### TASK STATEMENT
The output should be the records themselves, given again exactly.

### INFORMATION SUPPLIED
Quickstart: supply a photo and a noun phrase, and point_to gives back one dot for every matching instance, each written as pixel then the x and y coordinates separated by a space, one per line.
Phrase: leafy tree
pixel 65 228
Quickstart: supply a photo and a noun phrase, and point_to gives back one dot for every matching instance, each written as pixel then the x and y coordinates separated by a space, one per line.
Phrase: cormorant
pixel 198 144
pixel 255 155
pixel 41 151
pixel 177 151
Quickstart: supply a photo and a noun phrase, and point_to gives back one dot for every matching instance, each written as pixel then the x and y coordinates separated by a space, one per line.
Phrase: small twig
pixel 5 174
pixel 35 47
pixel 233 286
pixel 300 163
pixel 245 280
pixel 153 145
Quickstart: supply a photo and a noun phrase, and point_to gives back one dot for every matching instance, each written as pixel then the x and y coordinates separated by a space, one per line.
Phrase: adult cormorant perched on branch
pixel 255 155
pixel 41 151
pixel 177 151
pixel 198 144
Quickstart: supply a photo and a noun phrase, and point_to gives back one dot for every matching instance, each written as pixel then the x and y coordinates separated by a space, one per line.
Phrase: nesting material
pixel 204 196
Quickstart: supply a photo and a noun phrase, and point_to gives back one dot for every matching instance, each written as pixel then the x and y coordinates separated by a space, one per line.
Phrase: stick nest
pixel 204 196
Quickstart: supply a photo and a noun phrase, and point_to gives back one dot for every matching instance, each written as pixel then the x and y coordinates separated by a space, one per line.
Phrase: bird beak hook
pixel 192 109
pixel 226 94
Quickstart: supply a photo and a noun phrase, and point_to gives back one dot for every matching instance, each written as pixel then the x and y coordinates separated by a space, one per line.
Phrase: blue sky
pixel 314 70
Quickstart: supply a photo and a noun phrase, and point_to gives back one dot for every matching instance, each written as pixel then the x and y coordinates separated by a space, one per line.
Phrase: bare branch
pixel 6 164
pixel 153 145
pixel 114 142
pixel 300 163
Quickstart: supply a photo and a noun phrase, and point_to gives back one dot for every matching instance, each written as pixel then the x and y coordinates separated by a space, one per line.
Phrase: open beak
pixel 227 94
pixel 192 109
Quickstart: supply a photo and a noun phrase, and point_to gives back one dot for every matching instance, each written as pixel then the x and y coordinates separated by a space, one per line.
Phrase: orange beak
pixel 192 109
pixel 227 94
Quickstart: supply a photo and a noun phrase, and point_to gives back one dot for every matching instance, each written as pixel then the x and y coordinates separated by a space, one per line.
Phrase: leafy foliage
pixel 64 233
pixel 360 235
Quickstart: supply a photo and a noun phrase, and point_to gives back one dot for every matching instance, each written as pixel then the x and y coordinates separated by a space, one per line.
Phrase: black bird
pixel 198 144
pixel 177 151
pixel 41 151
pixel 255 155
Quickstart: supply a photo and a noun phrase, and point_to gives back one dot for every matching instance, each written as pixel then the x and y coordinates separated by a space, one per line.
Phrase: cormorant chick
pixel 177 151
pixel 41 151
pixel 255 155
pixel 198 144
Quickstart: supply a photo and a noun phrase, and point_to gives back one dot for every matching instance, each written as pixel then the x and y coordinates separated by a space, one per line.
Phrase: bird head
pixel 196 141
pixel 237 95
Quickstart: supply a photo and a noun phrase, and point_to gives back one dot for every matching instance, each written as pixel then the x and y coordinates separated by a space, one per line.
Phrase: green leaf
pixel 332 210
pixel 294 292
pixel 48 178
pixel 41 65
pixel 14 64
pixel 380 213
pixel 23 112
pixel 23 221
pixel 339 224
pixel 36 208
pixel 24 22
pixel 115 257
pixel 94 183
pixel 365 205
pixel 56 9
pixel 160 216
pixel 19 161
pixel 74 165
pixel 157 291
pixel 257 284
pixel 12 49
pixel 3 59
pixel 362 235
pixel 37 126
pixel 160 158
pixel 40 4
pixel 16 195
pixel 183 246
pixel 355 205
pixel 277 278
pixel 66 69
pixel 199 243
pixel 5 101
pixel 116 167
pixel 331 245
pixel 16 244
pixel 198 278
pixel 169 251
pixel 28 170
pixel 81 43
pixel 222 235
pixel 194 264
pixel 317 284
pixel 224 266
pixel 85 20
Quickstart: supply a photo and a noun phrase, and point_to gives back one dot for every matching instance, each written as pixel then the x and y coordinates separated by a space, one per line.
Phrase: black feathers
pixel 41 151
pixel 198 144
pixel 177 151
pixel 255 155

### ANSWER BELOW
Quickstart: supply a photo and a noun phrase, and point_to gives back one dot for every matching instance, each written as pixel then the x and y coordinates separated by a space, one per line.
Phrase: leafy tree
pixel 65 228
Quickstart: supply a photo and a noun phrase, and point_to gives back one dot for every matching instance, each written as pixel then the x and y coordinates separated by a space, one per line.
Phrase: cormorant
pixel 198 144
pixel 255 155
pixel 41 151
pixel 177 151
Quickstart: supply a photo and a noun phrase, and point_to gives back one dot for every matching instance, each written as pixel then the x and y coordinates separated by a space, one per line.
Phrase: small twig
pixel 5 174
pixel 35 47
pixel 233 286
pixel 300 163
pixel 245 280
pixel 153 145
Quickstart: supply a photo and a noun phrase, and point_to gives back one dot for every matching instance, each written as pixel then the x and y coordinates separated by a space, one per line.
Phrase: adult cormorant perched on branch
pixel 255 155
pixel 41 151
pixel 177 151
pixel 198 144
Quickstart: supply a photo and a noun phrase, and point_to gives back one dot for every matching instance, each written as pixel then the x and y coordinates separated by a space, one per line.
Phrase: nesting material
pixel 204 196
Quickstart: supply a photo and a noun phrase, and point_to gives back one dot for every matching instance, each written as pixel then the x and y coordinates separated by a space, one per line.
Phrase: stick nest
pixel 204 196
Quickstart: supply a photo and a noun phrase, and point_to gives back one dot for every matching instance, each written as pixel then the x and y coordinates separated by a space, one per line.
Phrase: bird beak hook
pixel 192 109
pixel 226 94
Quickstart: supply a photo and a noun phrase, and point_to gives back one dot for every matching instance, each written as pixel then the x and y coordinates separated by a space, one per line.
Phrase: blue sky
pixel 314 70
Quickstart: supply a photo and a noun phrase, and point_to gives back one dot for every matching instance, each written as pixel then the x and y coordinates separated by a space, one per line.
Phrase: bare branch
pixel 6 164
pixel 153 145
pixel 114 142
pixel 300 163
Quickstart: supply a photo and a noun phrase, and point_to gives back one dot for every matching instance, each written as pixel then the x and y coordinates separated by a space, one per line.
Phrase: open beak
pixel 227 94
pixel 192 109
Quickstart: supply a photo and a noun phrase, and point_to gives back one dot for every matching instance, each written as pixel then the x and y coordinates separated by a space, one per line.
Phrase: orange beak
pixel 192 109
pixel 227 94
Quickstart: supply a photo and a noun phrase, and point_to gives back one dot for every matching instance, each written as pixel then the x and y coordinates separated by a space, one per line.
Phrase: leafy foliage
pixel 64 233
pixel 360 235
Quickstart: supply a photo and a noun phrase, and point_to gives back one dot for every matching instance, each written as pixel then the x and y coordinates separated by a space, one per line.
Phrase: black bird
pixel 198 144
pixel 177 151
pixel 41 151
pixel 255 155
Quickstart: supply a photo and a noun phrase, and point_to gives back one dot for every matching instance, each written as pixel then the x and y coordinates separated by a space, one per line.
Phrase: cormorant chick
pixel 177 151
pixel 41 151
pixel 255 155
pixel 198 144
Quickstart: supply a photo and a noun phrase, and point_to gives back one dot for every matching instance, each written as pixel then the x and y coordinates separated by a space, one per line.
Phrase: bird head
pixel 196 141
pixel 237 95
Quickstart: supply a photo and a noun phrase, and point_to gives back one dot for every matching instance, each written as pixel then the x and y coordinates separated by a space, one per line.
Phrase: green leaf
pixel 332 210
pixel 294 292
pixel 48 178
pixel 41 65
pixel 14 64
pixel 380 213
pixel 23 112
pixel 23 221
pixel 339 224
pixel 36 208
pixel 24 22
pixel 115 257
pixel 94 183
pixel 365 205
pixel 56 9
pixel 160 216
pixel 19 161
pixel 74 165
pixel 157 291
pixel 257 284
pixel 12 49
pixel 3 59
pixel 362 235
pixel 37 126
pixel 160 158
pixel 40 4
pixel 16 195
pixel 183 246
pixel 355 205
pixel 277 278
pixel 66 69
pixel 199 243
pixel 5 101
pixel 116 167
pixel 331 245
pixel 16 244
pixel 198 278
pixel 169 251
pixel 28 170
pixel 81 43
pixel 222 235
pixel 194 264
pixel 317 284
pixel 224 266
pixel 85 20
Quickstart: supply a photo and a noun phrase, and point_to gives back one dot for every matching instance, each written as pixel then the x and y coordinates separated by a space, one per line.
Phrase: black feathers
pixel 41 151
pixel 198 144
pixel 177 151
pixel 255 155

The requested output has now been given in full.